Problems:
1. Retype, character for character, the section of the post on Ceph messenger performance that opens with the words containing "Firstly I would" and closes with "fast as possible.".
2. Write the continuation of the post on Ceph messenger performance, beginning after its final sentence.

Page:

++++++++++++++++++++

Hi all,
I would like to share some performance experiments based on new fio
engine [1],
which tests bare Ceph messenger without any disk IO or libraries
involved,
only messenger and subsidiary classes from src/msg/async/*.
Firstly I would like to say that I am completely new to Ceph and started
investigating performance numbers without any clue or deep understanding
of messenger framework, the idea was to use profiler and then apply
hacky
quick fixes in order to squeeze everything from bandwidth or latency and
send messages as fast as possible.
Without any changes applied, based on latest master, with only one line
in
ceph.conf: ms_type=async+posix and with the following fio config:
bs=4k
size=3g
iodepth=128
I got reference numbers on loopback connection with async+posix
messenger:
IOPS=80.1k, BW=313MiB/s, Lat=1.598ms
I have to mention that at this point of measurements fio engine
allocates
and deallocates MOSDOp and MOSDOpReply for each IO, repeating behavior
of
other Ceph components. A bit later I will provide fio numbers when all
messages (requests and replies) are cached, i.e. the whole queue of
fixed
size is preallocated.

++++++++++++++++++++

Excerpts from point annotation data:
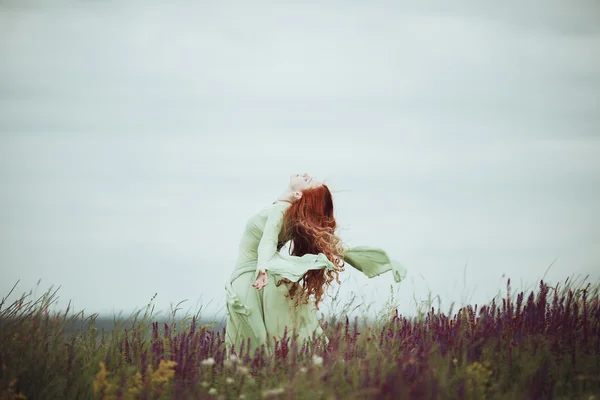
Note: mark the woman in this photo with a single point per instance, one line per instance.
(269, 292)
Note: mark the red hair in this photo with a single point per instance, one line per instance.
(310, 224)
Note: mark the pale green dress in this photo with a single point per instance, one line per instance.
(261, 315)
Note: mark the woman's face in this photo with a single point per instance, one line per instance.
(301, 182)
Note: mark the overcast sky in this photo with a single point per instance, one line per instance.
(137, 137)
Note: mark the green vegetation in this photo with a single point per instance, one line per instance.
(545, 344)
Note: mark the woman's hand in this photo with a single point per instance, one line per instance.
(261, 280)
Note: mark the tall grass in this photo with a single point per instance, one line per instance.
(542, 344)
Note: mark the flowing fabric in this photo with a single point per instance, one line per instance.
(263, 315)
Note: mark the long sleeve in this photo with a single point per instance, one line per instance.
(289, 267)
(267, 247)
(373, 262)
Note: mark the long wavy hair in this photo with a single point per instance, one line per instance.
(310, 224)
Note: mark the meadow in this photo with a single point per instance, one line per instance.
(537, 344)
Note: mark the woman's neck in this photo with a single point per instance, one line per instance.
(287, 196)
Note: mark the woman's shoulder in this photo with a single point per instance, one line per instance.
(277, 207)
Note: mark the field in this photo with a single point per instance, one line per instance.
(541, 344)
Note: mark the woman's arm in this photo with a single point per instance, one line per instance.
(267, 247)
(292, 268)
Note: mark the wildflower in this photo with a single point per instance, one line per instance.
(137, 384)
(209, 361)
(317, 360)
(164, 372)
(101, 384)
(267, 394)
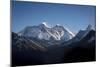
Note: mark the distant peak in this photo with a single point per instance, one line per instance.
(44, 24)
(89, 27)
(58, 25)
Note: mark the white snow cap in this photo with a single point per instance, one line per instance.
(45, 23)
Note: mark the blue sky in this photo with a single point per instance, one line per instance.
(73, 17)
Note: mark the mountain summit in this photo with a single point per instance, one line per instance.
(43, 31)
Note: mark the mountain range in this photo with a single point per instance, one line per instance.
(47, 45)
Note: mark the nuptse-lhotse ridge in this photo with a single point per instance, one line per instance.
(43, 45)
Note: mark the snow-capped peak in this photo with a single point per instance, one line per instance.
(45, 24)
(43, 31)
(89, 27)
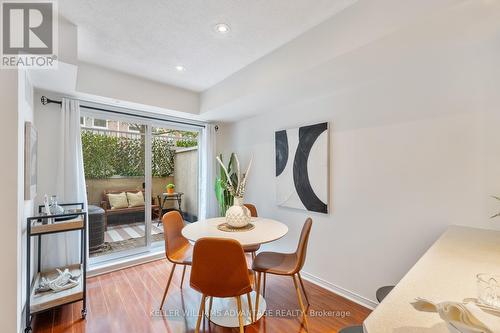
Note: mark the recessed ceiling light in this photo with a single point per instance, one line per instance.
(222, 28)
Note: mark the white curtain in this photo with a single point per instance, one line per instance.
(64, 249)
(208, 202)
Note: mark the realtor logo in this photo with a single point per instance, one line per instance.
(28, 34)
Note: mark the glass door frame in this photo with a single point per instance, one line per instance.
(149, 124)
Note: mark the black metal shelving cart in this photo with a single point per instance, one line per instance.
(74, 218)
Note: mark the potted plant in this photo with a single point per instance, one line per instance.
(170, 188)
(237, 215)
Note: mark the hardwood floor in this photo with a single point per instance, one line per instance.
(123, 301)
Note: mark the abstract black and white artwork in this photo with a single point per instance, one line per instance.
(302, 167)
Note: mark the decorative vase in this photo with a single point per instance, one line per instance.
(238, 216)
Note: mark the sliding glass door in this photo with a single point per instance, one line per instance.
(136, 170)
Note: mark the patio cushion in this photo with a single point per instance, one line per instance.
(117, 201)
(135, 199)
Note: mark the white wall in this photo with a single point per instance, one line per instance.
(415, 145)
(99, 81)
(16, 101)
(9, 239)
(25, 207)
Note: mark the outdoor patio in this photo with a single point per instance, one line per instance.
(114, 165)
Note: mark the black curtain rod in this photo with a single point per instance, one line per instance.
(45, 100)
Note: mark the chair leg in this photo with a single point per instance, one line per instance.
(300, 302)
(210, 308)
(184, 272)
(168, 285)
(303, 289)
(264, 287)
(249, 299)
(200, 313)
(256, 314)
(240, 314)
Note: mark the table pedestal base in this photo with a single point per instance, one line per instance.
(225, 310)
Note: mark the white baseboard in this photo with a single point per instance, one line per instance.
(368, 303)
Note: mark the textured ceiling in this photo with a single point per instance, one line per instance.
(149, 38)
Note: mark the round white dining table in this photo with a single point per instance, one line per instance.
(225, 310)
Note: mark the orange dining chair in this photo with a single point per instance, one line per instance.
(220, 270)
(288, 264)
(177, 248)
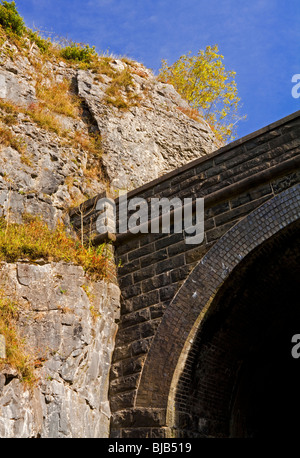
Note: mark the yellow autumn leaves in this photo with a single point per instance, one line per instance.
(203, 81)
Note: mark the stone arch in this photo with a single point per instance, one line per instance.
(178, 330)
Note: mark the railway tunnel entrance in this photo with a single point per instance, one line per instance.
(240, 378)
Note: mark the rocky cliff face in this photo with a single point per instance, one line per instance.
(116, 137)
(70, 324)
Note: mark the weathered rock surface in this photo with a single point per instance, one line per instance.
(68, 321)
(70, 324)
(149, 139)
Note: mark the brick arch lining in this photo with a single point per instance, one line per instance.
(182, 319)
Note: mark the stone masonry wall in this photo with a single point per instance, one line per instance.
(234, 181)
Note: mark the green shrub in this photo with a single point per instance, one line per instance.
(10, 18)
(42, 43)
(79, 53)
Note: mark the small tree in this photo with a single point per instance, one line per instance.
(10, 18)
(203, 81)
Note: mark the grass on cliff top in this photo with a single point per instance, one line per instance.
(34, 240)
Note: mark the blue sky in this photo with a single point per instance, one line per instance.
(260, 40)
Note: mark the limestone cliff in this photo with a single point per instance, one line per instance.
(66, 134)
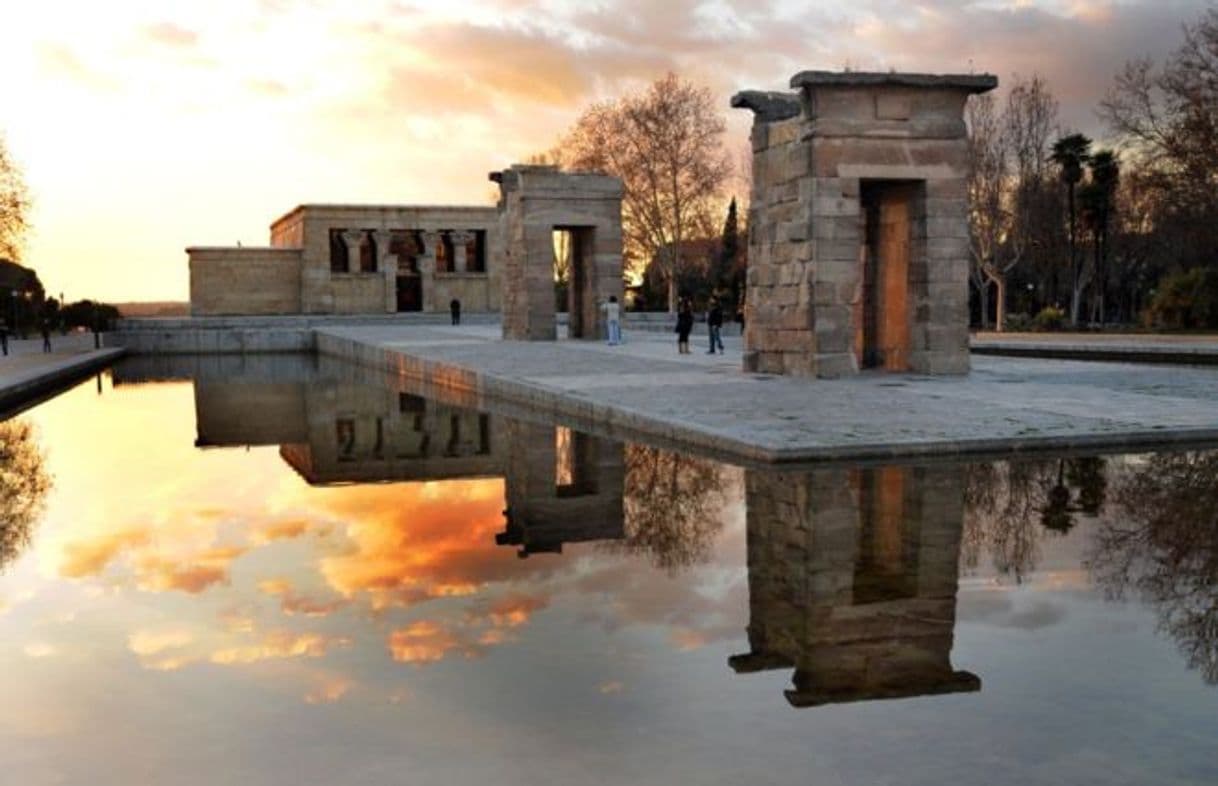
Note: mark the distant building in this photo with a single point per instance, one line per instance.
(356, 260)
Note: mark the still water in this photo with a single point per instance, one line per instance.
(274, 572)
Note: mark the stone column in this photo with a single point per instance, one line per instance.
(353, 238)
(386, 262)
(428, 271)
(461, 247)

++++++++++++++++++++

Outputs for the tasks:
1.
Firstly I would like to say that I am completely new to Ceph and started
investigating performance numbers without any clue or deep understanding
of messenger framework, the idea was to use profiler and then apply
hacky
quick fixes in order to squeeze everything from bandwidth or latency and
send messages as fast as possible.

2.
1. First profiling showed that a lot of time we spent in crc calculation
for
data and header. The following lines are added to ceph.conf:
ms_crc_data=false
ms_crc_header=false
And the following is fio numbers after new config is applied:
before: IOPS=80.1k, BW=313MiB/s, Lat=1.598ms
after: IOPS=110k, BW=429MiB/s, Lat=1.164ms
My first question: what is the reason to calculate and then check crc
for
messages which are sent over reliable network? ~100Mb/s and ~30k IOPS
is
quite a high price for making already reliable connection "more
reliable".
2. The other thing which can be improved is throttling: by default on
each
IO Throttle::get_or_fail() is called which invokes pthread_mutex_lock()
and
PerfCounters::inc(). Since there is no any contention on the mutex
I suspect CPU cache misses. When the following line is applied to
ceph.conf:
ms_dispatch_throttle_bytes=0
Fio shows these numbers:
before: IOPS=110k, BW=429MiB/s, Lat=1.164ms
after: IOPS=114k, BW=444MiB/s, Lat=1.125ms
And the following is the output of `perf stat`:
Before:
13057.583388 task-clock:u (msec) # 1.609 CPUs utilized
26,042,061,515 cycles:u # 1.994 GHz
(57.77%)
40,643,744,150 instructions:u # 1.56 insn per
cycle (71.79%)
815,662,912 cache-references:u # 62.467 M/sec
(71.64%)
12,926,237 cache-misses:u # 1.585 % of all
cache refs (70.93%)
12,695,706,281 L1-dcache-loads:u # 972.286 M/sec
(70.87%)
455,625,889 L1-dcache-load-misses:u # 3.59% of all
L1-dcache hits (71.30%)
8,263,315,484 L1-dcache-stores:u # 632.837 M/sec
(57.49%)
After:
12516.889311 task-clock:u (msec) # 1.631 CPUs utilized
24,987,047,978 cycles:u # 1.996 GHz
(57.01%)
40,072,709,633 instructions:u # 1.60 insn per
cycle (71.49%)
792,468,416 cache-references:u # 63.312 M/sec
(70.94%)
8,494,440 cache-misses:u # 1.072 % of all
cache refs (71.60%)
12,424,744,615 L1-dcache-loads:u # 992.638 M/sec
(71.82%)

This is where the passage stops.